> [Assignment]: Copy all records precisely, apart from the pictures.

> [Dataset items]:
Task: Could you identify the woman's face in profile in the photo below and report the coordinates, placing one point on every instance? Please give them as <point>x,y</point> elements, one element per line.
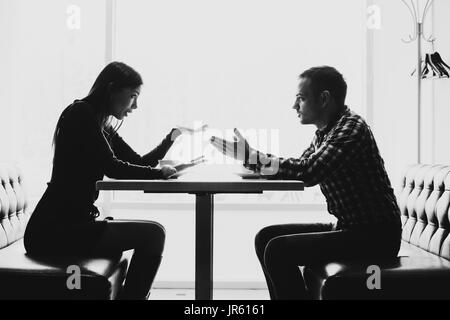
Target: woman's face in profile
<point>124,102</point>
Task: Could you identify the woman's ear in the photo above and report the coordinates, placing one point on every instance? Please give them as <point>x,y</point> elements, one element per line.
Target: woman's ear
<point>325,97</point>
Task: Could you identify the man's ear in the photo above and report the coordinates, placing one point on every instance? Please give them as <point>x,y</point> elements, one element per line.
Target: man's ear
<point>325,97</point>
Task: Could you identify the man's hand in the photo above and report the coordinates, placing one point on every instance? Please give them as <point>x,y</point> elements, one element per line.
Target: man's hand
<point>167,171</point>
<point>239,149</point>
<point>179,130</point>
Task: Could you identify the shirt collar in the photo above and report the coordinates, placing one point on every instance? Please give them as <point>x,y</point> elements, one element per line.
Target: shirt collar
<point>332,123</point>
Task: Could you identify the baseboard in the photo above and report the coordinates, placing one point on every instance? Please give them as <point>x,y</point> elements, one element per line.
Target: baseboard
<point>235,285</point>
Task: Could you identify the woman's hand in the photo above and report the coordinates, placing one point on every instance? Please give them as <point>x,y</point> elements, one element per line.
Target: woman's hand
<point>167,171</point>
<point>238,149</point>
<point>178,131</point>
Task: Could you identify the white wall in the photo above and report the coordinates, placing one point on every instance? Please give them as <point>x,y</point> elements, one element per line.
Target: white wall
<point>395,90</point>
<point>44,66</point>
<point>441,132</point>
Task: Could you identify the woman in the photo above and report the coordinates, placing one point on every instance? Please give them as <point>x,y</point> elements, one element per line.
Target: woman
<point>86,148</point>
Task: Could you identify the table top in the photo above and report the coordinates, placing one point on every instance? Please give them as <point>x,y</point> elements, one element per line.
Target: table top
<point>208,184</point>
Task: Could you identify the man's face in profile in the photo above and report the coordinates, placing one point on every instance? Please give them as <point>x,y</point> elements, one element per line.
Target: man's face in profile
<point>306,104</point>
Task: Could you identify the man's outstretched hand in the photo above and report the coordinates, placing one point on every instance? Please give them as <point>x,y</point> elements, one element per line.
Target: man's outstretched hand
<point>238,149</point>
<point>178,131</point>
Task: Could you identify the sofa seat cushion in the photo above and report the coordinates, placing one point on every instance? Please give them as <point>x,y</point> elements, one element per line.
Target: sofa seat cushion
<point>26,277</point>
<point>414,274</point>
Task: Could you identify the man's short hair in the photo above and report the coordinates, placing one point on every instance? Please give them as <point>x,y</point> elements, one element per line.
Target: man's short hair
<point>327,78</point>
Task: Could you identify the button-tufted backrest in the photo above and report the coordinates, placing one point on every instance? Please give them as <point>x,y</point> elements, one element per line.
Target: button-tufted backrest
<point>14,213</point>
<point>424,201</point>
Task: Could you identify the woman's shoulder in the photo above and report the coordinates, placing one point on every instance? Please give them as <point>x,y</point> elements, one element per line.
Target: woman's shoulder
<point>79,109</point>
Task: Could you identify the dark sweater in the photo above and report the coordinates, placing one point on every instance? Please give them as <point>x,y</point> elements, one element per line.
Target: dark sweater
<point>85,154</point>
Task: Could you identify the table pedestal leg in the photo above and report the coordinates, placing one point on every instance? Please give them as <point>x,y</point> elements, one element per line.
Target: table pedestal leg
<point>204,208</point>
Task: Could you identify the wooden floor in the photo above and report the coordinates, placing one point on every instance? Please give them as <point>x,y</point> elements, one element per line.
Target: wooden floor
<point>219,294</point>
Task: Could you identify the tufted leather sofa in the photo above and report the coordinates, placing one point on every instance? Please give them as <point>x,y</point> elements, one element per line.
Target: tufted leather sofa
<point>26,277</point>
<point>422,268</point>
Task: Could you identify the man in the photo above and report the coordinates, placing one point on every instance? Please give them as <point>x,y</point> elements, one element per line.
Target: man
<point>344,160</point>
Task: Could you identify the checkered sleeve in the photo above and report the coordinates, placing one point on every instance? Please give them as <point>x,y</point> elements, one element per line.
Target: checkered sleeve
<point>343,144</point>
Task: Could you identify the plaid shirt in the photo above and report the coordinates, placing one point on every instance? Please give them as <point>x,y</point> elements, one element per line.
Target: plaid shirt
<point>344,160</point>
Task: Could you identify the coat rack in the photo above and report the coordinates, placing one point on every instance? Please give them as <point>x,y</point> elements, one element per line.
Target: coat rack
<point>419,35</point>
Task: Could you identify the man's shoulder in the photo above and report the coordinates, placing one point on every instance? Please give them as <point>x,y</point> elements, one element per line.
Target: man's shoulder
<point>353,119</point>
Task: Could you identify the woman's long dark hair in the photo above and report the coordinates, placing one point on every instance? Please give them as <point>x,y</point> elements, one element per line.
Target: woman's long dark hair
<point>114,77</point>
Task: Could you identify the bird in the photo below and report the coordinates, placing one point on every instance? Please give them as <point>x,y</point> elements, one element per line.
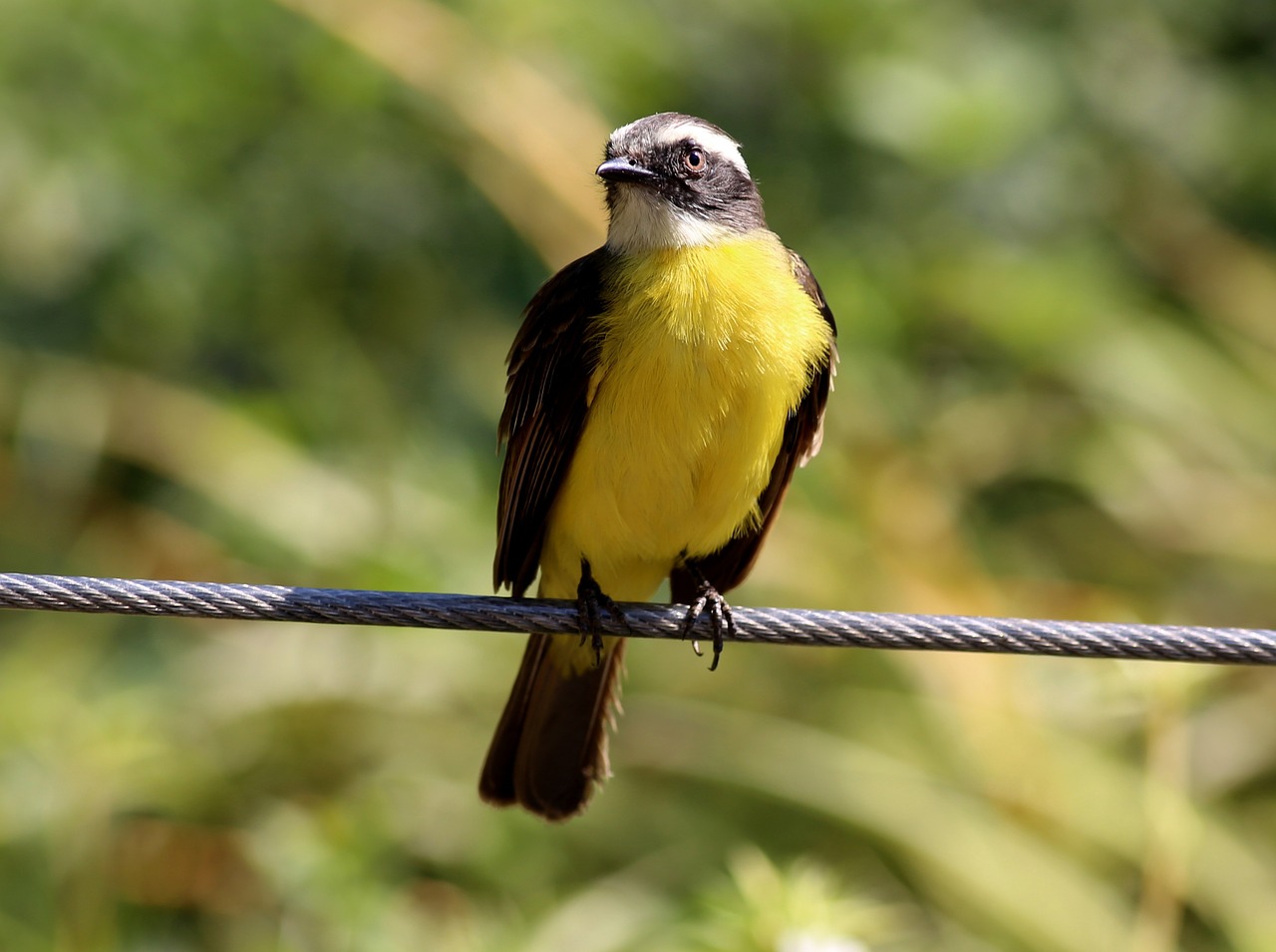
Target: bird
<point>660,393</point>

> [Answer to the exercise]:
Task: Could you identify the woman's face in profile in the photo below and report the coordinates, placing one point on every instance? Please give them as <point>x,y</point> elements, one element per line.
Target: woman's face in profile
<point>124,102</point>
Task: Could you identify the woman's ear in the photo above and report the coordinates, placing one point on every instance? Please give them as <point>x,y</point> elements, one element per line.
Target: woman's ear
<point>325,97</point>
Task: Could you identify the man's ear in the photo above and report the coordinates, placing one point on every instance? Please give them as <point>x,y</point> elements, one element per line.
Target: man's ear
<point>325,97</point>
Task: Could you identify the man's hand in the photo above and report the coordinates, placing one point on every instance? Please give them as <point>x,y</point> elements, one element per line.
Target: man's hand
<point>167,171</point>
<point>239,149</point>
<point>179,130</point>
Task: Could you identify the shirt collar in the photo above and report the coordinates, placing one point on every instance? Please give them as <point>x,y</point> elements, one element per line.
Target: shirt collar
<point>332,123</point>
Task: Could you identify the baseboard in the photo above and report the coordinates, placing one point on every instance? Please give them as <point>x,y</point> elements, one element per line.
Target: baseboard
<point>235,285</point>
Task: Could you identify the woman's hand in the photo above and report the coordinates, placing one point on every instance? Please give them as <point>x,y</point> elements, one element per line.
Target: woman's hand
<point>167,171</point>
<point>238,149</point>
<point>178,131</point>
Task: Could you identify the white wall in the photo above and report the coordinates, placing one point on every instance? Please give them as <point>x,y</point> elements, one element per line.
Target: white wall
<point>395,90</point>
<point>44,66</point>
<point>441,132</point>
Task: Could you identify the woman in the photo above and report the coordinates, placing one point on every instance? Please give them as <point>x,y</point> elements, one element per line.
Target: woman
<point>86,148</point>
Task: Could you identify the table top in the photo above and report the coordinates, placing one point on every instance? Please give them as <point>x,y</point> elements, one element per line.
Target: table top
<point>208,184</point>
Task: Could you identify the man's face in profile in the photo above and report the coordinates, placing one point on every instance? Please give them as <point>x,y</point> elements, one element per line.
Target: man's face in profile
<point>306,104</point>
Task: Could you identify the man's outstretched hand in the photo above and report the coordinates, placing one point on every instance? Please give them as <point>x,y</point> elements, one element per line.
Target: man's outstretched hand
<point>238,149</point>
<point>178,131</point>
Task: Could you identify the sofa seat cushion in the photo above and report the coordinates, placing one point on every instance? Please give them as <point>x,y</point> elements, one element per line.
Target: sofa seat cushion
<point>26,277</point>
<point>414,274</point>
Task: Could you identify the man's short hair in the photo above and report the coordinates, placing one point on every instance? Please give them as <point>x,y</point> elements, one element per line.
Target: man's short hair
<point>327,78</point>
Task: Could you identify the button-tufted backrest in the photo above and report the coordinates, placing one point on every instance? Please give them as <point>x,y</point> elements, one element per line.
Target: button-tufted backrest
<point>14,213</point>
<point>424,201</point>
Task: Could you identify the woman's shoulder in the photo above and report the coordinates, placing one point on every instance? Please give them as <point>x,y</point> elements, one element per line.
Target: woman's shoulder
<point>79,109</point>
Task: Could you identify the dark sweater in the photo above and report the coordinates, placing one point on every instance? Please give them as <point>x,y</point> elements, one element per line.
Target: dark sweater
<point>85,154</point>
Task: Could you identify the table pedestal leg in the photo above and report the coordinates, placing one point on every instance? Please give them as <point>x,y</point> elements, one element per line.
Target: table pedestal leg
<point>204,208</point>
Task: Could you identify the wooden floor in the photo above and report the coordinates, placing one point on every instance? Please give them as <point>x,y</point> elements, one element per line.
Target: wooden floor
<point>219,294</point>
Task: Could you identify the tufted leather sofa in the photo above and report the coordinates, placing one point on every instance? Please give them as <point>x,y</point> elements, one element per line.
Target: tufted leather sofa
<point>26,277</point>
<point>422,268</point>
Task: Could you identify the man in the photo above and report the coordinates, placing one point on every instance? Please give them as <point>x,y</point> elements, one element per line.
Target: man
<point>344,160</point>
Task: Could you identify the checkered sleeve in the photo above and report the coordinates, placing one point on every instance? Please give them as <point>x,y</point> elements, one element per line.
Target: checkered sleeve
<point>343,144</point>
Task: Could you identify the plaid shirt in the photo above and report the coordinates, placing one point on every instance? Please give them as <point>x,y</point> elements, one element per line.
Target: plaid shirt
<point>344,160</point>
Task: Could you identify the coat rack in the photo above and report the coordinates, placing one point on every instance? Please give them as <point>x,y</point> elements, one element per line.
Target: coat rack
<point>419,35</point>
Task: Could you identify the man's shoulder in the photo above and report the coordinates, placing one point on every instance? Please give them as <point>x,y</point> elements, one element per line.
Target: man's shoulder
<point>353,119</point>
Task: Could you identify the woman's long dark hair in the photo above and report the coordinates, placing one point on every instance? Please give them as <point>x,y</point> elements, one element per line.
Target: woman's long dark hair
<point>114,77</point>
Task: Could you identify the bird in the photo below and report the coordinates, placing one point on every instance? Please give them as <point>x,y</point> elements, one element per line.
Target: bird
<point>660,393</point>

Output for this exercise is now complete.